> Required work
1. According to the caption about the hupO gene, where was the hupO gene found?
2. Update the hupO gene caption, starting with "Location and sequence" and going on through "activity and expression.", so that "strongly conserved" becomes "highly conserved".
3. Translate this sentence from the hupO gene caption into Spanish: "The hupO gene was found in the hup operon between hupI and hupR."

> Text provided

^^^^

Location and sequence of the hupO gene. The hupO gene was found in the hup operon between hupI and hupR. (Top) Sequences showing high similarity to hupO were identified at multiple sites of the T. roseopersicina genome; no homologous sequences were found in any other organism. The hupO-like sequence localized in the hox2 operon was named hox2O, while further similar sequences were named hupO-like sequences (hupO-like 1, 2, 3, and 4). (Bottom) Translated protein sequence alignment of HupO, Hox2O, and HupO-like proteins. A strongly conserved NILNRADSN domain was found in each HupO-like protein. For the genomic contexts, see the text.
Deletion of hupO gene dramatically increased HupSL activity and expression.

^^^^

> Extracted entries
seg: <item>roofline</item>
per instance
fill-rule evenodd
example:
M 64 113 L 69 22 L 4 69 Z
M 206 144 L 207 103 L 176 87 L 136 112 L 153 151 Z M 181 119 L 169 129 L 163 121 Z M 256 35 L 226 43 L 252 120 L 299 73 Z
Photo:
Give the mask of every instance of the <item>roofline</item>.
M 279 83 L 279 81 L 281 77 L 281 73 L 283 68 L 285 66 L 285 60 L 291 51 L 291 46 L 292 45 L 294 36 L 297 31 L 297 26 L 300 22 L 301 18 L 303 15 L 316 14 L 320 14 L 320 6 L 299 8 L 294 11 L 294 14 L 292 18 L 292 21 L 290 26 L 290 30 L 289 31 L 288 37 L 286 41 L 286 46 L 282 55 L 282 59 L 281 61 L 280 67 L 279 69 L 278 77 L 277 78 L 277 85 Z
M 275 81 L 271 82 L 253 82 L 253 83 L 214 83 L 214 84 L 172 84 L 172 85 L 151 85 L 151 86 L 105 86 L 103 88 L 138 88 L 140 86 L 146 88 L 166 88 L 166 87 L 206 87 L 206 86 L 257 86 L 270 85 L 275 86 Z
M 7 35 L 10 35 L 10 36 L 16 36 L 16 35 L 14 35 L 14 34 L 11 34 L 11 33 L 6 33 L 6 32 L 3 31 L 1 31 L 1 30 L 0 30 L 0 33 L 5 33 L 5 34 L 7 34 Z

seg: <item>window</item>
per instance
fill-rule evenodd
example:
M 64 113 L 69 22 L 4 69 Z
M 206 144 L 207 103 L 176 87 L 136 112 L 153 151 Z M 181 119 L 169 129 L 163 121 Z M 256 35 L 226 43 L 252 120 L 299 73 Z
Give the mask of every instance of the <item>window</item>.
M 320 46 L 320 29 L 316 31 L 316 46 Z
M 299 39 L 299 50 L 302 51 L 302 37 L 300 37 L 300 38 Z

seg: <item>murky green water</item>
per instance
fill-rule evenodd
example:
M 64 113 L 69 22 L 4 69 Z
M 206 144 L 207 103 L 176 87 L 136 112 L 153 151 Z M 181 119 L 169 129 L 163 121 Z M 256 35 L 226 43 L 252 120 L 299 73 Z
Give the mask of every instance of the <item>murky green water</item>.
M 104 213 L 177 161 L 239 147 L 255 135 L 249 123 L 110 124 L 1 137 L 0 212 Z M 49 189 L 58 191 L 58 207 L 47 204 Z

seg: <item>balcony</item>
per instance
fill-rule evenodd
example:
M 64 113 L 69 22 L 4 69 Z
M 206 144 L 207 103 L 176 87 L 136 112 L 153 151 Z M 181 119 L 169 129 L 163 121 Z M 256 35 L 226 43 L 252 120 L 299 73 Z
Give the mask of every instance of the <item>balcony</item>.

^^^^

> Activity answers
1. In the hup operon between hupI and hupR.

2.
Location and sequence of the hupO gene. The hupO gene was found in the hup operon between hupI and hupR. (Top) Sequences showing high similarity to hupO were identified at multiple sites of the T. roseopersicina genome; no homologous sequences were found in any other organism. The hupO-like sequence localized in the hox2 operon was named hox2O, while further similar sequences were named hupO-like sequences (hupO-like 1, 2, 3, and 4). (Bottom) Translated protein sequence alignment of HupO, Hox2O, and HupO-like proteins. A highly conserved NILNRADSN domain was found in each HupO-like protein. For the genomic contexts, see the text.
Deletion of hupO gene dramatically increased HupSL activity and expression.

3. El gen hupO se encontró en el operón hup entre hupI y hupR.